__Problem description__. Decide whether each statement below agrees with the rate lock advisory, answering yes or no and quoting the words from the advisory that settle it. 1. The ADP report showed fewer private-sector jobs lost than forecasters had expected. 2. This morning's mortgage rates are lower than Tuesday's early pricing. 3. The ADP report is treated as favorable for mortgage rates.

Rate Lock Advisory

Wednesday, April 1st

Wednesday’s bond market has opened in positive territory with stocks showing relatively heavy losses during early trading. The Dow is currently down 593 points while the Nasdaq has lost 188 points. The bond market is currently up 24/32 (0.59%), but more afternoon weakness yesterday is going to keep this morning’s mortgage rates a little higher than Tuesday’s early pricing.

24/32


Bonds


30 yr - 0.59%

593


Dow


21,323

188


NASDAQ


7,511

Mortgage Rate Trend

Trailing 90 Days - National Average

  • 30 Year Fixed
  • 15 Year Fixed
  • 5/1 ARM

Indexes Affecting Rate Lock

Medium


Neutral


ADP Employment

March’s ADP Employment report was posted at 8:15 AM ET this morning, revealing a somewhat surprising decline of 27,000 private-sector jobs during the month. The surprise came in the size of the decline, not that there was a decline. Forecasts were calling for approximately 175,000 lost jobs in the private sector, meaning today’s report showed the pandemic did not have as much of an impact as expected. Sure, this number is subject to revision- especially during a period with so much turmoil. But we have to consider one of the first reports covering the coronavirus period as unfavorable for mortgage rates because it indicates a lighter impact on this part of the economy than many had thought.

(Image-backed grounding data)
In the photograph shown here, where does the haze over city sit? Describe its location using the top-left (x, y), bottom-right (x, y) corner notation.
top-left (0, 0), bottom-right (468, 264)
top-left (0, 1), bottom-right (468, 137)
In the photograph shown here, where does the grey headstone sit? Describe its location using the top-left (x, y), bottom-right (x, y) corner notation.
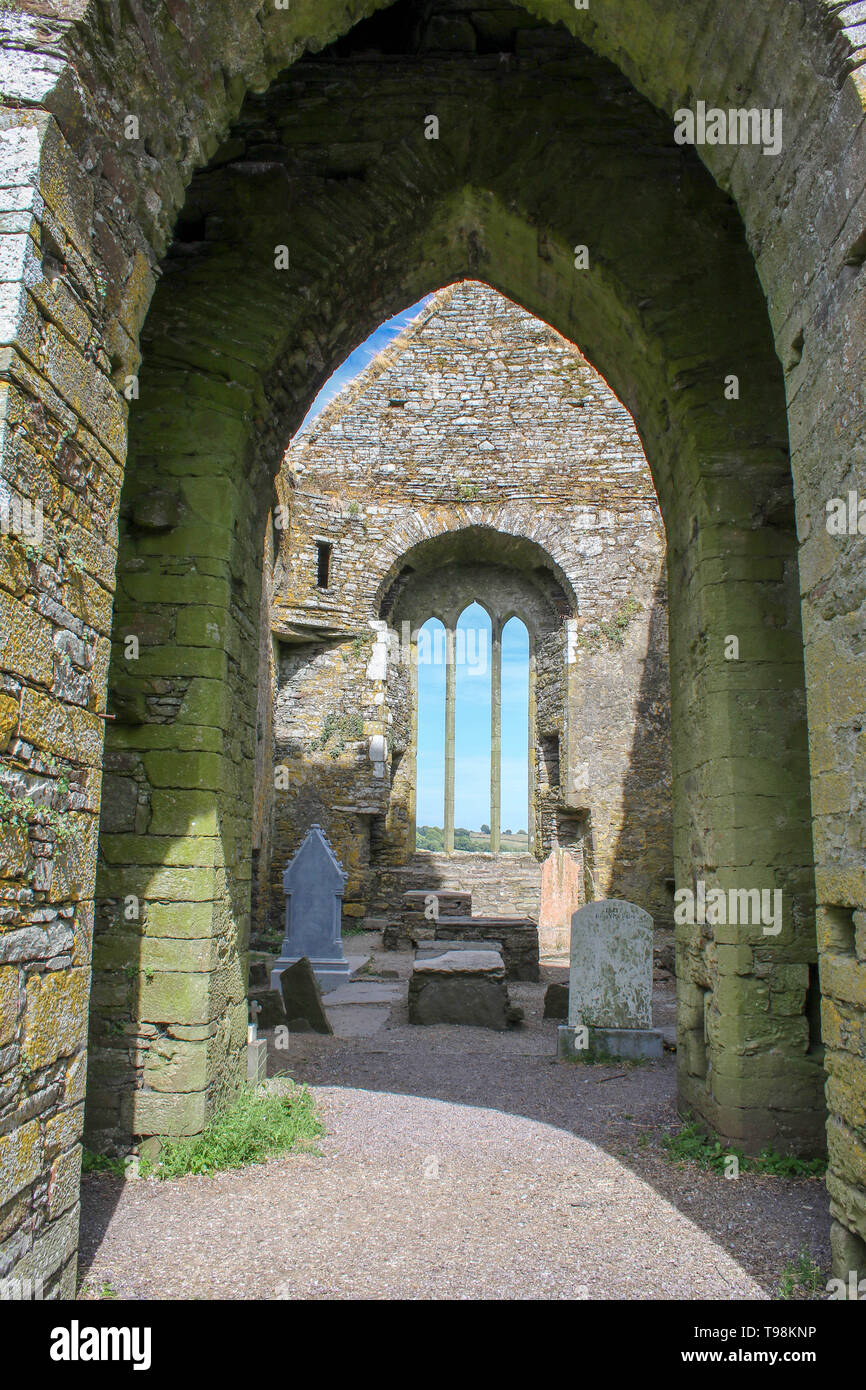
top-left (271, 826), bottom-right (350, 992)
top-left (279, 956), bottom-right (334, 1033)
top-left (544, 983), bottom-right (569, 1020)
top-left (569, 898), bottom-right (652, 1029)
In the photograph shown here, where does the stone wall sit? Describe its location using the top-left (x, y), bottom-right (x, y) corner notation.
top-left (0, 0), bottom-right (866, 1286)
top-left (268, 281), bottom-right (673, 926)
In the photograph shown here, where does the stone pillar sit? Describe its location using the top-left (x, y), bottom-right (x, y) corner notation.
top-left (491, 619), bottom-right (502, 855)
top-left (443, 627), bottom-right (457, 855)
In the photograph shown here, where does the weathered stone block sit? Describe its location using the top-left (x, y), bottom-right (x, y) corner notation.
top-left (409, 951), bottom-right (514, 1030)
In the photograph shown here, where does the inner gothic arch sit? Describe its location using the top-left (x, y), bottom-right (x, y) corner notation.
top-left (1, 4), bottom-right (863, 1289)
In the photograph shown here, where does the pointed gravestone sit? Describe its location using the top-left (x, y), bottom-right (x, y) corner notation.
top-left (559, 898), bottom-right (662, 1058)
top-left (271, 826), bottom-right (349, 994)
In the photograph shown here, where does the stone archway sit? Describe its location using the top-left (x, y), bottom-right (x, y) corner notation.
top-left (3, 4), bottom-right (865, 1289)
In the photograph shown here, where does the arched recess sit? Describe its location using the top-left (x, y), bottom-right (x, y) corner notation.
top-left (3, 0), bottom-right (866, 1278)
top-left (83, 29), bottom-right (820, 1162)
top-left (414, 617), bottom-right (448, 849)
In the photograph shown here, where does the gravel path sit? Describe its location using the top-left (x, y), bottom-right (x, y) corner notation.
top-left (82, 986), bottom-right (828, 1298)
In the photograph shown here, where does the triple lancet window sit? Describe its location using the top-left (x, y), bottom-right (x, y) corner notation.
top-left (416, 603), bottom-right (530, 853)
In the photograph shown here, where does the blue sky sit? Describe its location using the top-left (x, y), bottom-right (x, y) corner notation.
top-left (416, 603), bottom-right (530, 830)
top-left (297, 295), bottom-right (432, 434)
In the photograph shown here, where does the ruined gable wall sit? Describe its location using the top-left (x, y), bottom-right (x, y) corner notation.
top-left (271, 282), bottom-right (673, 922)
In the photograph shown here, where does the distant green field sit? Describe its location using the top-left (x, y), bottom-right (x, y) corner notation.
top-left (416, 826), bottom-right (530, 855)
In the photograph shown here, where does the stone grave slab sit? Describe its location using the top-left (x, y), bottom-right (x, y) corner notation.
top-left (559, 898), bottom-right (662, 1058)
top-left (249, 990), bottom-right (286, 1033)
top-left (430, 917), bottom-right (539, 980)
top-left (279, 956), bottom-right (334, 1033)
top-left (271, 826), bottom-right (350, 994)
top-left (409, 951), bottom-right (523, 1031)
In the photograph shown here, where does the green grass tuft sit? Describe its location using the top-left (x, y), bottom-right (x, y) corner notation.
top-left (139, 1083), bottom-right (322, 1179)
top-left (778, 1250), bottom-right (827, 1298)
top-left (662, 1120), bottom-right (827, 1177)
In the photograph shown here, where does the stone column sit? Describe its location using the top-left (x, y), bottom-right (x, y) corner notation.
top-left (491, 619), bottom-right (502, 855)
top-left (443, 627), bottom-right (457, 855)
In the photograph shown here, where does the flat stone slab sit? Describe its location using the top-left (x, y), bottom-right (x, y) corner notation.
top-left (279, 956), bottom-right (331, 1033)
top-left (325, 980), bottom-right (405, 1011)
top-left (435, 917), bottom-right (539, 981)
top-left (416, 941), bottom-right (505, 963)
top-left (409, 951), bottom-right (523, 1031)
top-left (556, 1023), bottom-right (664, 1062)
top-left (413, 949), bottom-right (505, 980)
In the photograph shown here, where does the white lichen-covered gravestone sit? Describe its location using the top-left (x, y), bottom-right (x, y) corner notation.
top-left (559, 898), bottom-right (662, 1058)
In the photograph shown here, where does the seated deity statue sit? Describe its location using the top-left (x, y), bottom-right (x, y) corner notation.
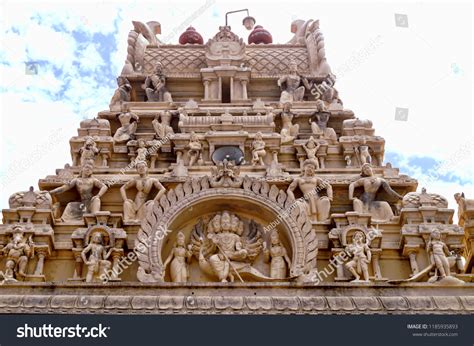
top-left (286, 160), bottom-right (333, 221)
top-left (280, 102), bottom-right (300, 144)
top-left (187, 131), bottom-right (202, 166)
top-left (252, 132), bottom-right (267, 166)
top-left (81, 232), bottom-right (113, 282)
top-left (144, 63), bottom-right (173, 102)
top-left (79, 136), bottom-right (99, 166)
top-left (277, 61), bottom-right (311, 104)
top-left (309, 100), bottom-right (337, 144)
top-left (349, 163), bottom-right (402, 221)
top-left (302, 136), bottom-right (321, 169)
top-left (346, 231), bottom-right (372, 282)
top-left (109, 76), bottom-right (132, 112)
top-left (114, 112), bottom-right (140, 144)
top-left (191, 211), bottom-right (271, 282)
top-left (0, 226), bottom-right (34, 281)
top-left (163, 232), bottom-right (193, 282)
top-left (49, 162), bottom-right (108, 222)
top-left (151, 111), bottom-right (174, 139)
top-left (263, 231), bottom-right (291, 279)
top-left (120, 161), bottom-right (166, 222)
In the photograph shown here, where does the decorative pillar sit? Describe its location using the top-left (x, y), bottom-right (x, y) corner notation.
top-left (240, 79), bottom-right (248, 100)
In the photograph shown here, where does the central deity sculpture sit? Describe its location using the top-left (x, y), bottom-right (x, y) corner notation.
top-left (191, 211), bottom-right (271, 282)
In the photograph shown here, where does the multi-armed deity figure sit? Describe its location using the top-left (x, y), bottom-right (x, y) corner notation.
top-left (252, 132), bottom-right (267, 166)
top-left (151, 111), bottom-right (174, 139)
top-left (79, 136), bottom-right (99, 166)
top-left (120, 161), bottom-right (166, 221)
top-left (309, 100), bottom-right (337, 144)
top-left (346, 231), bottom-right (372, 282)
top-left (286, 160), bottom-right (333, 221)
top-left (187, 131), bottom-right (202, 166)
top-left (49, 162), bottom-right (108, 221)
top-left (144, 62), bottom-right (173, 102)
top-left (114, 112), bottom-right (140, 144)
top-left (349, 163), bottom-right (402, 221)
top-left (280, 102), bottom-right (300, 144)
top-left (302, 136), bottom-right (321, 169)
top-left (1, 225), bottom-right (34, 281)
top-left (163, 232), bottom-right (193, 282)
top-left (263, 230), bottom-right (291, 279)
top-left (109, 76), bottom-right (132, 112)
top-left (277, 60), bottom-right (311, 104)
top-left (81, 232), bottom-right (113, 282)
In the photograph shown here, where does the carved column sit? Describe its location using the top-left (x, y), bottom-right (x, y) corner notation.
top-left (240, 79), bottom-right (248, 100)
top-left (34, 245), bottom-right (49, 276)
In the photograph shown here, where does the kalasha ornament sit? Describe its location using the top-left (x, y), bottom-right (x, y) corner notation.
top-left (179, 26), bottom-right (204, 44)
top-left (248, 25), bottom-right (273, 44)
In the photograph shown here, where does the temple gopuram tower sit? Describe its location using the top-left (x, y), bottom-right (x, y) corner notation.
top-left (0, 17), bottom-right (474, 314)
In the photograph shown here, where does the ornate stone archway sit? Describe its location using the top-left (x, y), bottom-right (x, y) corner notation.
top-left (135, 176), bottom-right (318, 282)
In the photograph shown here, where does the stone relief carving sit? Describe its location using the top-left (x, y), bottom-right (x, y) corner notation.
top-left (120, 161), bottom-right (166, 222)
top-left (309, 100), bottom-right (337, 144)
top-left (191, 211), bottom-right (269, 282)
top-left (144, 62), bottom-right (173, 102)
top-left (345, 231), bottom-right (372, 282)
top-left (1, 225), bottom-right (34, 281)
top-left (263, 230), bottom-right (291, 279)
top-left (349, 163), bottom-right (402, 222)
top-left (252, 132), bottom-right (267, 166)
top-left (280, 103), bottom-right (300, 144)
top-left (286, 160), bottom-right (333, 221)
top-left (49, 162), bottom-right (108, 222)
top-left (151, 111), bottom-right (174, 139)
top-left (163, 232), bottom-right (193, 282)
top-left (114, 112), bottom-right (140, 144)
top-left (109, 76), bottom-right (132, 112)
top-left (277, 61), bottom-right (311, 104)
top-left (8, 186), bottom-right (52, 209)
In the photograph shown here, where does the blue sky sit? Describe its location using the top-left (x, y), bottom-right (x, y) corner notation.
top-left (0, 1), bottom-right (474, 212)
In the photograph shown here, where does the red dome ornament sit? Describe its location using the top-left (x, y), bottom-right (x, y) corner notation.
top-left (179, 26), bottom-right (204, 44)
top-left (248, 25), bottom-right (273, 44)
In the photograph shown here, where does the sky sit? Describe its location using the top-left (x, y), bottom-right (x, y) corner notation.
top-left (0, 0), bottom-right (474, 214)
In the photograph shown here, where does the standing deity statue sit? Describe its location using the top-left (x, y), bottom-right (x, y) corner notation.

__Solution to the problem__.
1. Yes: "a somewhat surprising decline of 27,000 private-sector jobs" against "Forecasts were calling for approximately 175,000 lost jobs in the private sector"
2. No: "keep this morning’s mortgage rates a little higher than Tuesday’s early pricing"
3. No: "unfavorable for mortgage rates"